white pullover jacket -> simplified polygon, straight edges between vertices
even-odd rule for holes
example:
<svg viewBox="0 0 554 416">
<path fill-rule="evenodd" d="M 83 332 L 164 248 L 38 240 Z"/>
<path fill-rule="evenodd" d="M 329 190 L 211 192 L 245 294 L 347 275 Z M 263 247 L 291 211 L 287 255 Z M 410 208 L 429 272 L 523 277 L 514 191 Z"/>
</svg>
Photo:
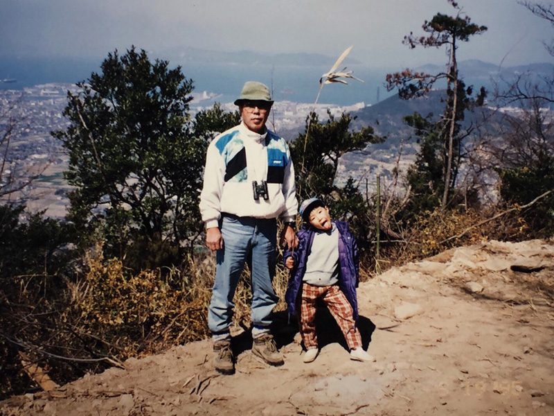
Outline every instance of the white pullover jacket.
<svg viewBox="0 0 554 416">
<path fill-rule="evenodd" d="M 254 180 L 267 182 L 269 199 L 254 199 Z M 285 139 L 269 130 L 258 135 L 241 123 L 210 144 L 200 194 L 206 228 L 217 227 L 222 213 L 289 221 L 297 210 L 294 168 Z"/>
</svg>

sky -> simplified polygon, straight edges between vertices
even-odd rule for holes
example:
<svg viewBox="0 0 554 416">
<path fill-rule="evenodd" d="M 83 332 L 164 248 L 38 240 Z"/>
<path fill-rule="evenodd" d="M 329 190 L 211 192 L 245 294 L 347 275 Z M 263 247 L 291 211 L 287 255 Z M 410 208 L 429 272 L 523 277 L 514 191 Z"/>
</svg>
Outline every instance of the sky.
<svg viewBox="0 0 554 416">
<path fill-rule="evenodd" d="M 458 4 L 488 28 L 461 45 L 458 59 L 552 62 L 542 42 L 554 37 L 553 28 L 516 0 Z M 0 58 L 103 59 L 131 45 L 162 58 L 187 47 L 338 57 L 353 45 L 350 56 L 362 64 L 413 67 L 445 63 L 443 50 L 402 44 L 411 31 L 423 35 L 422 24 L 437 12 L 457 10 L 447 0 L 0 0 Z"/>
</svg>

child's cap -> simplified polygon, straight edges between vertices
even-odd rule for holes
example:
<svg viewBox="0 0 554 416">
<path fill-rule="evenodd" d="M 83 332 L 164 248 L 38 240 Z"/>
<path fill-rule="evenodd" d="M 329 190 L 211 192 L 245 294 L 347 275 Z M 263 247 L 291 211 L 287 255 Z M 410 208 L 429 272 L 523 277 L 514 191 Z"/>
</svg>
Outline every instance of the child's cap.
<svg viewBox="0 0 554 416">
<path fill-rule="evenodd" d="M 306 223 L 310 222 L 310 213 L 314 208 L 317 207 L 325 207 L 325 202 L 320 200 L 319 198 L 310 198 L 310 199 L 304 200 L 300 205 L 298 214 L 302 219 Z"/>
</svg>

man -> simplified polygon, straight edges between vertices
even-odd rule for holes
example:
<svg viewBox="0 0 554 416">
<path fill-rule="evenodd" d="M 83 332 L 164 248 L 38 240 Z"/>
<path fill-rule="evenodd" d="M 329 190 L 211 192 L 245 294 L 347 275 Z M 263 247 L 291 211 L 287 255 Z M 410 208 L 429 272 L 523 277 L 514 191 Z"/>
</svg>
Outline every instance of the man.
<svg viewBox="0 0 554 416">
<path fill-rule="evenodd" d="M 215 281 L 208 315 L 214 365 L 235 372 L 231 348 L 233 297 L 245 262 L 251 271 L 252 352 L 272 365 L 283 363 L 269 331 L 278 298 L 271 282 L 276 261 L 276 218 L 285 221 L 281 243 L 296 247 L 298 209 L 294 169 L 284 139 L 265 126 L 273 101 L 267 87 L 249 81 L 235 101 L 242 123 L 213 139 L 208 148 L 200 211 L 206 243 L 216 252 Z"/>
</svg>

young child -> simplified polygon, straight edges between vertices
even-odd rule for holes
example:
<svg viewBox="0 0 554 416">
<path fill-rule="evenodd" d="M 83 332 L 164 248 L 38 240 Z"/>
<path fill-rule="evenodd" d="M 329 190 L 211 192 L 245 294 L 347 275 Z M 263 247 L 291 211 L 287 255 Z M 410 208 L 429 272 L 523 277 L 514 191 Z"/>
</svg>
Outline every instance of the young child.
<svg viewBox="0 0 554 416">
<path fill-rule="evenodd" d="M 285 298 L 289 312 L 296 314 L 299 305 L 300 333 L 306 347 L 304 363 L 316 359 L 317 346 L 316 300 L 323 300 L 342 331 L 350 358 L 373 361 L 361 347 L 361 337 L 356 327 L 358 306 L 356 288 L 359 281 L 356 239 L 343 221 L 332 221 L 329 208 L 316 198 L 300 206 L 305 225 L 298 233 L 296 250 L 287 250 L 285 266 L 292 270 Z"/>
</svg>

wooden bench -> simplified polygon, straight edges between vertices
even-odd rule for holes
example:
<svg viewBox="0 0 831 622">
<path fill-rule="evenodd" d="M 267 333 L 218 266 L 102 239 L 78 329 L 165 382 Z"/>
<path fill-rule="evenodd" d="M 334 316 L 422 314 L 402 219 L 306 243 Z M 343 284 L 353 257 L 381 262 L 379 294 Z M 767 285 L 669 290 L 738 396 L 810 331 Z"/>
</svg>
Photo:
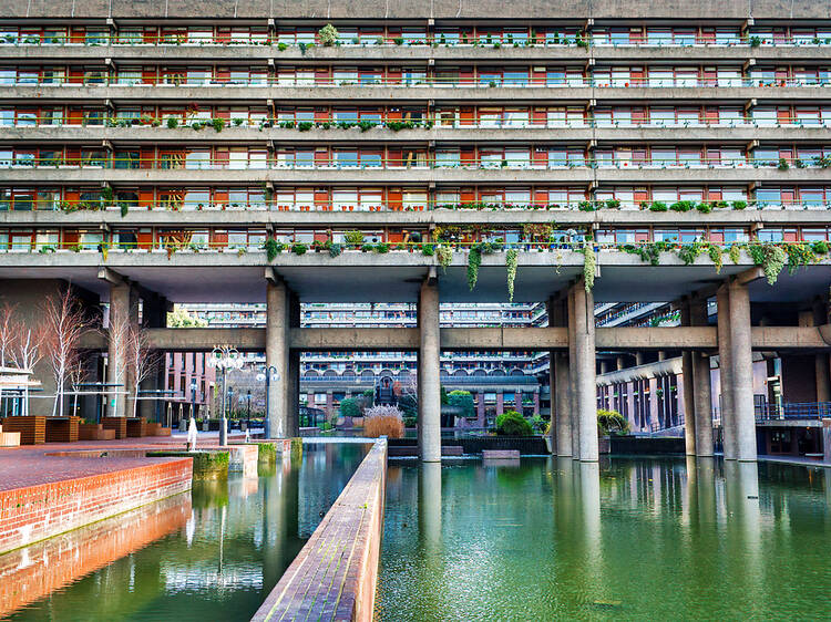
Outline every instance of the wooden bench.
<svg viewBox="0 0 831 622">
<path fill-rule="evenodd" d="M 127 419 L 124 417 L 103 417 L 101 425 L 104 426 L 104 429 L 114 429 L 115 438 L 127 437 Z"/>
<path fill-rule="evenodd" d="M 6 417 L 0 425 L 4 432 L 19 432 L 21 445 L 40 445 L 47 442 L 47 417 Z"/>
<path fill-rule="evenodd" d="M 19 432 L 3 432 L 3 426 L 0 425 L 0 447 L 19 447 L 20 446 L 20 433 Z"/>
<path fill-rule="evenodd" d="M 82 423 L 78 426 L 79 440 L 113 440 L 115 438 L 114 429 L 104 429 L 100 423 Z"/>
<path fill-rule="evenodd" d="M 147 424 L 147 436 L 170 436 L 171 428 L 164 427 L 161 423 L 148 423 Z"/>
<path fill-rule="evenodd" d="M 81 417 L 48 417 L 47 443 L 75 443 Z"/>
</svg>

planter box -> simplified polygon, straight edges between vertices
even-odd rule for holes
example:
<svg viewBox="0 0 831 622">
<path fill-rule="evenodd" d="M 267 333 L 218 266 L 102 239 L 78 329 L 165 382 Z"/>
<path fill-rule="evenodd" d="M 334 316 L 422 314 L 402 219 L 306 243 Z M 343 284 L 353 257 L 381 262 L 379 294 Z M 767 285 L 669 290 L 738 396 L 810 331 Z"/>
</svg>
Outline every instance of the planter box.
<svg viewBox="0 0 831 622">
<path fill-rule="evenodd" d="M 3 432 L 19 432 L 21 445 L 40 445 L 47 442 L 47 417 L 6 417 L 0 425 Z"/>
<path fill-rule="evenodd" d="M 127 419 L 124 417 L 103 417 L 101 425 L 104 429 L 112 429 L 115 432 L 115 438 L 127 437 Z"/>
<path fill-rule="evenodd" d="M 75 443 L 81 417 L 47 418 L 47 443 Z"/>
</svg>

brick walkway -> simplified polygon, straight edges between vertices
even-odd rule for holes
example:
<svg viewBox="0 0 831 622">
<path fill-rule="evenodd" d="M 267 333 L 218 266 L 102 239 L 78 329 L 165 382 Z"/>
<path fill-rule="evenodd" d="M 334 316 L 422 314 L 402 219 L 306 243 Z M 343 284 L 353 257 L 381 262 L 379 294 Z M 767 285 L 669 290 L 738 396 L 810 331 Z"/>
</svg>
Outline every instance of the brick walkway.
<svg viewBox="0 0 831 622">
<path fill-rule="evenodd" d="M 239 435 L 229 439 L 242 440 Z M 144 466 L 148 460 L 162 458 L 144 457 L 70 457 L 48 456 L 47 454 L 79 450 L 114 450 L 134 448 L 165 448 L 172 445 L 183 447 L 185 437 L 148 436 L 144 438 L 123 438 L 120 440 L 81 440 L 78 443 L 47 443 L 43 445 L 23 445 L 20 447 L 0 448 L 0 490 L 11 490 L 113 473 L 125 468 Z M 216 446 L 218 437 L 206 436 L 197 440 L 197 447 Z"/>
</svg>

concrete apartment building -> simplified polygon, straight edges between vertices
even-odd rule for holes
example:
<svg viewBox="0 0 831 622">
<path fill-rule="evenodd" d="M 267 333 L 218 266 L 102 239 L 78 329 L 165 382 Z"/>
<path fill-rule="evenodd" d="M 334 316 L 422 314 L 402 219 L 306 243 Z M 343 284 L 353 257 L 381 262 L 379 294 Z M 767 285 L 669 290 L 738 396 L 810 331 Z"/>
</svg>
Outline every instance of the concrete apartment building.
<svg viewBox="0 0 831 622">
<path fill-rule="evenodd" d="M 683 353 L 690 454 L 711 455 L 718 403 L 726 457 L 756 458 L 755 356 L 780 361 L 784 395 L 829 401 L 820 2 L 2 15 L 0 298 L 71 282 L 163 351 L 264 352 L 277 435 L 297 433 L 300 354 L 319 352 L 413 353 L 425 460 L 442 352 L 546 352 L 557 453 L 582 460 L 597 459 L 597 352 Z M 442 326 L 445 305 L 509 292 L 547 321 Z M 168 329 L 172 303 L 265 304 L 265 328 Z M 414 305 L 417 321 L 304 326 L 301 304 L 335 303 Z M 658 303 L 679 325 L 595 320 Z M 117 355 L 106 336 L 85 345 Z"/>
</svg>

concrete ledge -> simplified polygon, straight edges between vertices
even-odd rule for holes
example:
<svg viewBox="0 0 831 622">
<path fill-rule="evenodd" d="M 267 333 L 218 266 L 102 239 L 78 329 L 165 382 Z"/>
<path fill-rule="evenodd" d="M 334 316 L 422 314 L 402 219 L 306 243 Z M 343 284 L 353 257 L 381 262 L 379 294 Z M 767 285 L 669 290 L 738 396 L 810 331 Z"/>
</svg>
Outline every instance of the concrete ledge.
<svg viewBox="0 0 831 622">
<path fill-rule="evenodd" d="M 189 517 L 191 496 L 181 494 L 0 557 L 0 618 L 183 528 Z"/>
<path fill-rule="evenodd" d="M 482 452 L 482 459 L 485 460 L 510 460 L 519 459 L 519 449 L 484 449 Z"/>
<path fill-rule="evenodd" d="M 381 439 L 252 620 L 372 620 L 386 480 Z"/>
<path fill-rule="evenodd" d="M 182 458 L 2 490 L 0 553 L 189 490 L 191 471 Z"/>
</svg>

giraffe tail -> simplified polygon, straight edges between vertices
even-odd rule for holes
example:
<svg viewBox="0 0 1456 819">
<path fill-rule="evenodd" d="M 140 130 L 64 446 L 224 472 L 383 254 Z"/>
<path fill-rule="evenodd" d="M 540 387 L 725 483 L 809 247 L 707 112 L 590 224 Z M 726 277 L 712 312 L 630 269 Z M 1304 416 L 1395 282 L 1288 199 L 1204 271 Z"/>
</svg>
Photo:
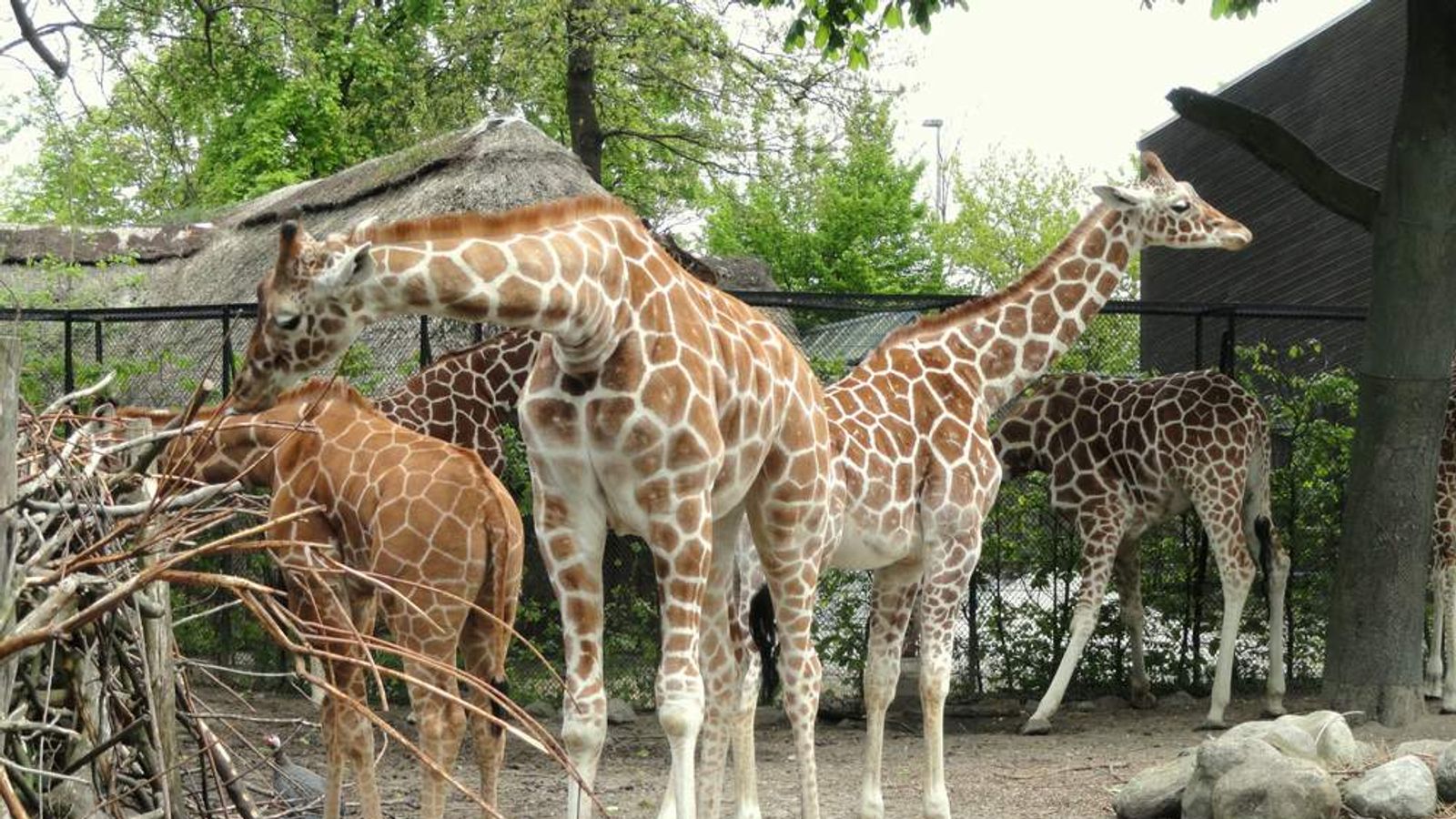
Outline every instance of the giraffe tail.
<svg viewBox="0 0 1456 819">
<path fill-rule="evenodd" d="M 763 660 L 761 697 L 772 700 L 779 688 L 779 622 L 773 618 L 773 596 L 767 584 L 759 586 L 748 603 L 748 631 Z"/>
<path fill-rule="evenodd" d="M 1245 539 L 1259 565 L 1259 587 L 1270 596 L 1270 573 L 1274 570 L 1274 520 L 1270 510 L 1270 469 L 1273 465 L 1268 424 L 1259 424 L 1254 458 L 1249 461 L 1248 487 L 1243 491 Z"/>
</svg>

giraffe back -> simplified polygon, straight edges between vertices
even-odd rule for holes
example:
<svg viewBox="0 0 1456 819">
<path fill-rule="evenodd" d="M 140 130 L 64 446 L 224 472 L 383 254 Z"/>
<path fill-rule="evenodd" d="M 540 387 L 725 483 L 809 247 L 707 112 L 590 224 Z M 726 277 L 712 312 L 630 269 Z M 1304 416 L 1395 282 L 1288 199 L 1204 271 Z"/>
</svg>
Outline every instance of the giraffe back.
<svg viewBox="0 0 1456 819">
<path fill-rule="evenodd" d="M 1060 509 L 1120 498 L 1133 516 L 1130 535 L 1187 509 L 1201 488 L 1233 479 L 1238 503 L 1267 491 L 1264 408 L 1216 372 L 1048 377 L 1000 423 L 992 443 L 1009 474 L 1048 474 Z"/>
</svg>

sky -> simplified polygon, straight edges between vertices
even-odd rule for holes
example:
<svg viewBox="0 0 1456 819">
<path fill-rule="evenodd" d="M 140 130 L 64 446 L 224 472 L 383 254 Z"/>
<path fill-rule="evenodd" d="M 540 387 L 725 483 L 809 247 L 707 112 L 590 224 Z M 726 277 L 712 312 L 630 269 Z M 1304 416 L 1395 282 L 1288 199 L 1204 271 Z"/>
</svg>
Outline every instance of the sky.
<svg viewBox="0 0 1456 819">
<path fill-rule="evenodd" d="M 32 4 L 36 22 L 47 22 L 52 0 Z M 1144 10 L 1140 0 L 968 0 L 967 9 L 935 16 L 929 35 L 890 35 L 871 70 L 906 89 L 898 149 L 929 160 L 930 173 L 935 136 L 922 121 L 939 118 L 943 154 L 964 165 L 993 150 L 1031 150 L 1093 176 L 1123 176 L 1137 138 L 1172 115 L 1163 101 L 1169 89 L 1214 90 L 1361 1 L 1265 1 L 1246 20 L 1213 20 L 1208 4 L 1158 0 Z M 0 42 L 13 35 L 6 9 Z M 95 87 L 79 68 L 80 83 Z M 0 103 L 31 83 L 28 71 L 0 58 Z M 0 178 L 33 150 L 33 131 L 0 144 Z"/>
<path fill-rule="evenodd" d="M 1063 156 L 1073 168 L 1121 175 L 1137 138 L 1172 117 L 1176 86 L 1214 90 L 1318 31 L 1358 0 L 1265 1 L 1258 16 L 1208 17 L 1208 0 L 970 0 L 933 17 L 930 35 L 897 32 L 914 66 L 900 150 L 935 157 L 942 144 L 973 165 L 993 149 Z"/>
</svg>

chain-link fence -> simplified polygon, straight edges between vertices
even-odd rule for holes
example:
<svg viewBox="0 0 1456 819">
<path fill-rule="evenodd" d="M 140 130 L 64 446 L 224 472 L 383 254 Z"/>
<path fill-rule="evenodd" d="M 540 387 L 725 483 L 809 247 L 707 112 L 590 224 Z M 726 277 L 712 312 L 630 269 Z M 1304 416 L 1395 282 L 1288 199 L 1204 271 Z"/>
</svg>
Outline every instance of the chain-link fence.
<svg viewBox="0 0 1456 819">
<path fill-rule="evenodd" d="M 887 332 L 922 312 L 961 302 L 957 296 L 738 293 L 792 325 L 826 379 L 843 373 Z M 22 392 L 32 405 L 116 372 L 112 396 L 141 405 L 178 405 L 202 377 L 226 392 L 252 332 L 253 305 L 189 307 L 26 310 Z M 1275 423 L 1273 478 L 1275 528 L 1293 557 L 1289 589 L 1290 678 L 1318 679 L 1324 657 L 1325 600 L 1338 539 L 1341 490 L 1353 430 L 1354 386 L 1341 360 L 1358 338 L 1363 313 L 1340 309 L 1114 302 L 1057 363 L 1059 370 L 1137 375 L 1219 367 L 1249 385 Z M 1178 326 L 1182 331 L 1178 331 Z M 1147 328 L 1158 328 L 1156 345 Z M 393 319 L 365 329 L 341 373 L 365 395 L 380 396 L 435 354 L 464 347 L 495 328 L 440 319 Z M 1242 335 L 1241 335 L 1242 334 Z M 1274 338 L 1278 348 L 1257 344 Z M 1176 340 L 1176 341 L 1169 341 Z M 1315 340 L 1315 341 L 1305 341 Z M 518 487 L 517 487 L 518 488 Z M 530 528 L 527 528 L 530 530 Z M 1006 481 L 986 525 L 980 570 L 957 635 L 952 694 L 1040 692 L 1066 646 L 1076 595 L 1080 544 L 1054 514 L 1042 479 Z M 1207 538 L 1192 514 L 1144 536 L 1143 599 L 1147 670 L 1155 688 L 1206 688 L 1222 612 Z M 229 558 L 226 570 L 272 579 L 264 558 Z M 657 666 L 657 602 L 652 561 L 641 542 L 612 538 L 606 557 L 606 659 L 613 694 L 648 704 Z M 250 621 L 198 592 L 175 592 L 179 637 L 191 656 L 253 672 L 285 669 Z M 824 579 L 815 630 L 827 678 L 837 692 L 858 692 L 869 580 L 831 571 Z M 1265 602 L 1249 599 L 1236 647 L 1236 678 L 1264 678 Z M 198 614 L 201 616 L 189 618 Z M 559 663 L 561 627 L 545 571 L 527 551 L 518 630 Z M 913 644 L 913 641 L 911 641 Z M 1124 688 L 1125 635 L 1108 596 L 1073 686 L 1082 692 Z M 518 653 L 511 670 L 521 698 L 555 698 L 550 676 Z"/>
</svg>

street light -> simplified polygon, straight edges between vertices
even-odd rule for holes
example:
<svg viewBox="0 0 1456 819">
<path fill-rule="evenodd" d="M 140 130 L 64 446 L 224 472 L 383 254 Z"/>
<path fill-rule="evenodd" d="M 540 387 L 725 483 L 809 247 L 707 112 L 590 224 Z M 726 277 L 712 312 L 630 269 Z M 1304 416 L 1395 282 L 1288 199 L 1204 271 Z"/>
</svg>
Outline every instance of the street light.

# # # #

Required task:
Change "simplified polygon" to "coarse polygon" in the lines that begin at the one with "giraffe tail ->" and stop after the one with "763 660 L 761", and return only those lines with the pictures left out.

Exercise response:
giraffe tail -> coarse polygon, straight edges between vertices
even-odd rule for holes
example:
<svg viewBox="0 0 1456 819">
<path fill-rule="evenodd" d="M 140 130 L 64 446 L 224 472 L 383 254 Z"/>
<path fill-rule="evenodd" d="M 540 387 L 725 483 L 809 247 L 707 112 L 590 224 Z M 726 277 L 712 312 L 630 269 Z M 1304 416 L 1395 282 L 1288 199 L 1204 271 Z"/>
</svg>
Photo:
Outline every instance of the giraffe tail.
<svg viewBox="0 0 1456 819">
<path fill-rule="evenodd" d="M 763 660 L 761 697 L 772 700 L 779 688 L 779 622 L 773 618 L 773 596 L 767 584 L 759 586 L 748 603 L 748 631 Z"/>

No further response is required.